------ Exercise text ------

Under a very light stress (much less then production...) we encounter this timeout problem.
Any direction would be helpful, if someone would like to get thread dumps we'll be happy to post them.
No - we never resolved the issue. We have since disabled the caches due to this problem and have not yet gotten back around to attempting to root cause as Galder suggested above...
That's worrisome, I'd expect the state transfer to be a basic capability.
You mean you disabled the caches completely (like stopped using it)? or you somehow disable the cache during the state transfer?
We disabled the state transfer so that we could proceed with development work.
<!-- TODO seeing some timeouts with stateRetrieval - need to diagnose before reenabling
<stateRetrieval fetchInMemoryState="true" timeout="20000" numRetries="1"/>
We are going to need to fix this before we going to production. I agree this is troubling. Hopefully you can make some progress on the issue that will help us out as well
Sorry I had not responded to your earlier post. I think the reason my timeout value was set so high is a leftover from when we too were seeing some lengthy state transfer times. At the moment I can not recall all the small adjustments that led us to where we are, but I recommend you try similar settings as we are getting very respectable state transfers at this point. In a 2 node replicated configuration using 4.2.0.FINAL I am seeing state transfers of some reasonably wide value objects with the following timings:
10,000 entries ==> 8.27 seconds
100,000 entries ==> 42.65 seconds
I would like to add that since we are using the replicationqueue we are able to modify the cache during the statetransfer processing. Those deltas are added to the queue during that time.

------

For each statement below, state whether it agrees with the thread on state transfer timeouts, answering yes or no and quoting the words of the thread that decide it. 1. State transfer was disabled so that development work could continue. 2. In the 2 node replicated configuration, 100,000 entries were transferred in under 40 seconds. 3. Because of the replication queue, the cache could be modified while state transfer was in progress.

------ Source information ------

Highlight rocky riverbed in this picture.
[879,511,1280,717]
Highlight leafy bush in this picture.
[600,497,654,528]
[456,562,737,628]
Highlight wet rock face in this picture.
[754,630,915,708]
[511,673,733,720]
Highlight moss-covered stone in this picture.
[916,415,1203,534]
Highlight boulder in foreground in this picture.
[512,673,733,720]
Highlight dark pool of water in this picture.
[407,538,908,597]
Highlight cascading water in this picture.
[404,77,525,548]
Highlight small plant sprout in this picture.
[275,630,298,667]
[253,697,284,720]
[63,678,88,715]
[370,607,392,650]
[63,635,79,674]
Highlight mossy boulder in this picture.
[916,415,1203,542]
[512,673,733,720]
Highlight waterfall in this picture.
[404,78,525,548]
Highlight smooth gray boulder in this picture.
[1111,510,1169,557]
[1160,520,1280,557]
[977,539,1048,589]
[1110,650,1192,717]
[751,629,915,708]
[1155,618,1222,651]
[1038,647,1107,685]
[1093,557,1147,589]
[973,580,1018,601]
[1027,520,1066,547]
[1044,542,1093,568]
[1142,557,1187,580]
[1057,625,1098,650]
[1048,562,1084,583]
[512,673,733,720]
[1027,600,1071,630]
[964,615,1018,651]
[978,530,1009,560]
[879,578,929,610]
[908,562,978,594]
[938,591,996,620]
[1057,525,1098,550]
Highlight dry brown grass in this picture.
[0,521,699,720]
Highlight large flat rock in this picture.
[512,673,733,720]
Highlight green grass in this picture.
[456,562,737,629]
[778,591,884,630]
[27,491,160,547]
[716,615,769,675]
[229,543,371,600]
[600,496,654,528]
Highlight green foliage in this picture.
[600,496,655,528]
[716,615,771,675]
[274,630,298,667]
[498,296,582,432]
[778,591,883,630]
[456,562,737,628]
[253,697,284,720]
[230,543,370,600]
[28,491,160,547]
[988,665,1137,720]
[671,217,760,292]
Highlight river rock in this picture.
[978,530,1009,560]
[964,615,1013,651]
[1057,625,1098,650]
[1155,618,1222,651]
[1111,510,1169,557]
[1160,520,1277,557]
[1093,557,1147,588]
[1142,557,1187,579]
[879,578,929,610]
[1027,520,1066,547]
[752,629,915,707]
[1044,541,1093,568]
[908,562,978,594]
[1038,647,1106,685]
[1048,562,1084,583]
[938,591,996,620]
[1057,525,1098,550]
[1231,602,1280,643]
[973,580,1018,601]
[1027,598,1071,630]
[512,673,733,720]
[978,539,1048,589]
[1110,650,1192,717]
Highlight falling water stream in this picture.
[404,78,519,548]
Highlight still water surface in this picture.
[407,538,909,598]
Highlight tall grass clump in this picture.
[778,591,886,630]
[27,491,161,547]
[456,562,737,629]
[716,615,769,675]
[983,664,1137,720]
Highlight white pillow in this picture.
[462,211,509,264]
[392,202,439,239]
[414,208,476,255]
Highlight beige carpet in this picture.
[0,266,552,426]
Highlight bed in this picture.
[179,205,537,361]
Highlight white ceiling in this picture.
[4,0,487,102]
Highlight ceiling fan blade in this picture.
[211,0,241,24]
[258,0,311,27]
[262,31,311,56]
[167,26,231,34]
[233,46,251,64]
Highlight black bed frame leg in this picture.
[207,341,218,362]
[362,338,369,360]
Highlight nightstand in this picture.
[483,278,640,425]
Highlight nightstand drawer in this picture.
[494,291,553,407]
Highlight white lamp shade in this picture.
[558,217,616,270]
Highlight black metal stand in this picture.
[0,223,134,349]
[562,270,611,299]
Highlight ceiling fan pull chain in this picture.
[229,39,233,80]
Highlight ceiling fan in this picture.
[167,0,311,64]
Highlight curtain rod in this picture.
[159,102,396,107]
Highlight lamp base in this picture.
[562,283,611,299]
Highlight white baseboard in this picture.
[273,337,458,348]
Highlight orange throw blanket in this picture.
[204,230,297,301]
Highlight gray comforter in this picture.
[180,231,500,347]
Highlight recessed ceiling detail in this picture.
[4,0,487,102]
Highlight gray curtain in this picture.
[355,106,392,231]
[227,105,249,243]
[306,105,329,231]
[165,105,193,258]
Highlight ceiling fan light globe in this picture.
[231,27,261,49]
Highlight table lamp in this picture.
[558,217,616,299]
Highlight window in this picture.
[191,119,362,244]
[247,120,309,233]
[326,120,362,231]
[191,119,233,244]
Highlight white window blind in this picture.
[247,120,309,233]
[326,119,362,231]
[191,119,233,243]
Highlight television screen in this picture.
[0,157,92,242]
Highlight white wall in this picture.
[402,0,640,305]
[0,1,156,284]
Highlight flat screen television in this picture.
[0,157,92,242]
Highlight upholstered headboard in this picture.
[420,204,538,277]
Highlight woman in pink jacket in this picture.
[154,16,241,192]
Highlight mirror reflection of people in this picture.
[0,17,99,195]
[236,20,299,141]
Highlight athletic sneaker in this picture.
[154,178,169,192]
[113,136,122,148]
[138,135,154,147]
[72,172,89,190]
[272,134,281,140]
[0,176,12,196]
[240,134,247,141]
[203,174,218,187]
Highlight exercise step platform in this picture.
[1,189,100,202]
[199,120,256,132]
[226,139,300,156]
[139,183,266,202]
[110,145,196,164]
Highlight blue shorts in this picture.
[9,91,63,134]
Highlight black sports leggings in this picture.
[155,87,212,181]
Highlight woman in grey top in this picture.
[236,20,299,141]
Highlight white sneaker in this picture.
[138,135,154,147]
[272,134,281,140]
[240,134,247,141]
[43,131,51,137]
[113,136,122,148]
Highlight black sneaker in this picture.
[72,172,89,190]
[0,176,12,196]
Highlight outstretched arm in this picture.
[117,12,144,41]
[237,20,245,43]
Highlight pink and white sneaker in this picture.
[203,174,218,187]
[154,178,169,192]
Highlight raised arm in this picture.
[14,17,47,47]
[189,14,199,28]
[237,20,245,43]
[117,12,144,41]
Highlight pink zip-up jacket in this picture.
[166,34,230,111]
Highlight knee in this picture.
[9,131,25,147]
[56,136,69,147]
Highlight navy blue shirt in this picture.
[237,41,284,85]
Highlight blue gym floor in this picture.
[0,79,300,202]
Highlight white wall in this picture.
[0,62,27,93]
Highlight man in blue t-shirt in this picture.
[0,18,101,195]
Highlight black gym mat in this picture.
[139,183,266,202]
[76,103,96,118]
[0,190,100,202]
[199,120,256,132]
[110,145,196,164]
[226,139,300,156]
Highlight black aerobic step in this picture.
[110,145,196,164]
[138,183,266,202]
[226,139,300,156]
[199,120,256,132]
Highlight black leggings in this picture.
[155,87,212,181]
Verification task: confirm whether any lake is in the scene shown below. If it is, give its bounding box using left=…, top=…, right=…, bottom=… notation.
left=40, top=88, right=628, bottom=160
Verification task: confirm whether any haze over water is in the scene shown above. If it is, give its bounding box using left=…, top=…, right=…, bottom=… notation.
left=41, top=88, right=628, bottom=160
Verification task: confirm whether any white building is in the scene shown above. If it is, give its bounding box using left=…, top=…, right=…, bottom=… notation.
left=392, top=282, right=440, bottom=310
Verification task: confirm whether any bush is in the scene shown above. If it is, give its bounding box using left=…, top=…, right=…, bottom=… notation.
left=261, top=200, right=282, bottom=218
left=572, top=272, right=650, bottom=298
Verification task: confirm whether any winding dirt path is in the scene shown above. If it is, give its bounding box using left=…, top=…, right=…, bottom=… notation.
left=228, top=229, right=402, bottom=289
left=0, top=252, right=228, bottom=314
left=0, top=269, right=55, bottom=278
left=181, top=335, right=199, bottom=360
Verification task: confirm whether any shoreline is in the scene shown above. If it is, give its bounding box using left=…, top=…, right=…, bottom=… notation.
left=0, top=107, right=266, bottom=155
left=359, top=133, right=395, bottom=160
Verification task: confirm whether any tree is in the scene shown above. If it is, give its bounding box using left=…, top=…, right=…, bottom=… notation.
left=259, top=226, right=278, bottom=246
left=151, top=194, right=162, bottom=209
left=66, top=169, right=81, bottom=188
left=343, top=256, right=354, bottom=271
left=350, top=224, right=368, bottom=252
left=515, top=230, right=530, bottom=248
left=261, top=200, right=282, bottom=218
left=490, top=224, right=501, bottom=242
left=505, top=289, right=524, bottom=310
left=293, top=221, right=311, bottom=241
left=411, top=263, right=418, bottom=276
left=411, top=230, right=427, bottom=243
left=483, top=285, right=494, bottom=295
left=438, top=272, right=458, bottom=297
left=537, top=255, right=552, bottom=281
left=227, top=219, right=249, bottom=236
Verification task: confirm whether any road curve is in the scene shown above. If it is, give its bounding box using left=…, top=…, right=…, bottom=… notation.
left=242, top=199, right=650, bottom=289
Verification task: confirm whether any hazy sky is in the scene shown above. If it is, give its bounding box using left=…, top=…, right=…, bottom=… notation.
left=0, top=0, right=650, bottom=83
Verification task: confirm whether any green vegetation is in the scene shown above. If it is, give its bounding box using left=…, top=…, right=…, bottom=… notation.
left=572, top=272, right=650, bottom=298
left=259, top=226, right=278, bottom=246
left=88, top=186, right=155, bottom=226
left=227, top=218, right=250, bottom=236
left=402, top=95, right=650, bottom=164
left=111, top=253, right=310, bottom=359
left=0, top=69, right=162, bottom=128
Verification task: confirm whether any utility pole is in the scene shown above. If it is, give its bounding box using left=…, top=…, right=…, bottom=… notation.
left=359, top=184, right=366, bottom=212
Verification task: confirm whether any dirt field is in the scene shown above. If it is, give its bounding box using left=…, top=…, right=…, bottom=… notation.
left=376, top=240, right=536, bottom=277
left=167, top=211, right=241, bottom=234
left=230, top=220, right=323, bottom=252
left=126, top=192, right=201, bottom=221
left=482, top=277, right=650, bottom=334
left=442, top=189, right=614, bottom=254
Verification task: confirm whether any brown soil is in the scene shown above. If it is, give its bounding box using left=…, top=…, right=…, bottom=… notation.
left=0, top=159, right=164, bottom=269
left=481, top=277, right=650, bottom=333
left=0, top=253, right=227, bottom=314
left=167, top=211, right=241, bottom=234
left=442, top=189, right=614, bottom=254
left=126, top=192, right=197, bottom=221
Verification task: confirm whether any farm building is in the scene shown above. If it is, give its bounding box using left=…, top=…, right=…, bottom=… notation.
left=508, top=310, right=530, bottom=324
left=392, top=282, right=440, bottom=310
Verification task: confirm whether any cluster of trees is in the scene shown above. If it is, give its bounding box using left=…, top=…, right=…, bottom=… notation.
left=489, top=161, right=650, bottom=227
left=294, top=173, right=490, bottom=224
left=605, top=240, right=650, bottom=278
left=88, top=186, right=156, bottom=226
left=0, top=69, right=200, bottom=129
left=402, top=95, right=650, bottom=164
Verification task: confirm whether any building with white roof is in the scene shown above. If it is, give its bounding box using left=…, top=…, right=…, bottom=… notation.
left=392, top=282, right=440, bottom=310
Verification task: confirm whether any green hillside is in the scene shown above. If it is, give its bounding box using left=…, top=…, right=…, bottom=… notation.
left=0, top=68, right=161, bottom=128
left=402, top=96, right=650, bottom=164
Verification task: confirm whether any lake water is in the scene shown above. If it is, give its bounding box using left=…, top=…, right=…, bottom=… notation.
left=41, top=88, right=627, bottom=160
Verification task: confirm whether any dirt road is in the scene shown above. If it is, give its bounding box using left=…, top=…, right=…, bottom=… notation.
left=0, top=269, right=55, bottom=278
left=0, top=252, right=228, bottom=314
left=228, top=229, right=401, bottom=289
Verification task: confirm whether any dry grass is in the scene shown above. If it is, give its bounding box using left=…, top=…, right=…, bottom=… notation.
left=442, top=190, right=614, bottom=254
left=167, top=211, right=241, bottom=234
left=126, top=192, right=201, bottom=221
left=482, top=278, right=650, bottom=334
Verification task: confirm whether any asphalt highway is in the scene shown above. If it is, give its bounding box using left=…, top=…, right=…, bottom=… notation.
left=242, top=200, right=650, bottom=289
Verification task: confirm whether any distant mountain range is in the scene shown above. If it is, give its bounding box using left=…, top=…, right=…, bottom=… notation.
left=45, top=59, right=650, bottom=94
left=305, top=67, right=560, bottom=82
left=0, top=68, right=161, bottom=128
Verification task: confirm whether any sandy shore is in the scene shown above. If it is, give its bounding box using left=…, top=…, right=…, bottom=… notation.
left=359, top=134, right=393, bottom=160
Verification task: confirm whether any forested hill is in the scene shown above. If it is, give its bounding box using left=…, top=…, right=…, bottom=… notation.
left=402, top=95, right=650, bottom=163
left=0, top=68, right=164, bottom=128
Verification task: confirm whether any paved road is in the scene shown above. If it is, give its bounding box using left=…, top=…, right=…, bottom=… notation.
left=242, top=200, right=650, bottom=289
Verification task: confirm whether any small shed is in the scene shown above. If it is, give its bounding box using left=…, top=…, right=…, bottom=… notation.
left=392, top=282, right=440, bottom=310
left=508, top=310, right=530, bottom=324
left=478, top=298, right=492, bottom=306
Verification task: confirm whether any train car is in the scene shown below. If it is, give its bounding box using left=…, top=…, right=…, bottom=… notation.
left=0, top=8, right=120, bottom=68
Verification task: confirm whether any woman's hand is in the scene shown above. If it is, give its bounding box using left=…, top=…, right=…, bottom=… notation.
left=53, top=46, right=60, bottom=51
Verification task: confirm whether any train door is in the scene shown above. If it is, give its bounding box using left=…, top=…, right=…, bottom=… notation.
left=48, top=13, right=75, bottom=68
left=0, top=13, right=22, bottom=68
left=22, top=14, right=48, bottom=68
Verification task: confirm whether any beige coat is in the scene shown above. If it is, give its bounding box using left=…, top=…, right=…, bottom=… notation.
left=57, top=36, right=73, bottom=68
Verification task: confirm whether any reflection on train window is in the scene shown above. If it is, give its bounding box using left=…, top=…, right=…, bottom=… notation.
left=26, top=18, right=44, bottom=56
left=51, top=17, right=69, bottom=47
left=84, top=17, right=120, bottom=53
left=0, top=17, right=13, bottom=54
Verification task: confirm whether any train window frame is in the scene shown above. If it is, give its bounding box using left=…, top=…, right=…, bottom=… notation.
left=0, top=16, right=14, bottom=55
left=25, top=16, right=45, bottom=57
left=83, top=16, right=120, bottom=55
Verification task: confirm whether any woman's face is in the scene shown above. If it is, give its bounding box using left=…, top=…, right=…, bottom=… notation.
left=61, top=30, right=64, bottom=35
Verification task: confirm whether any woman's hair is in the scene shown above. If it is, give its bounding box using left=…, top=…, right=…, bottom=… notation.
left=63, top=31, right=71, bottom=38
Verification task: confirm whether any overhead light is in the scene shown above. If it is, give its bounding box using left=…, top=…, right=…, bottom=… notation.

------

Solved problem:
1. Yes: "We disabled the state transfer so that we could proceed with development work."
2. No: "100,000 entries ==> 42.65 seconds"
3. Yes: "since we are using the replicationqueue we are able to modify the cache during the statetransfer processing"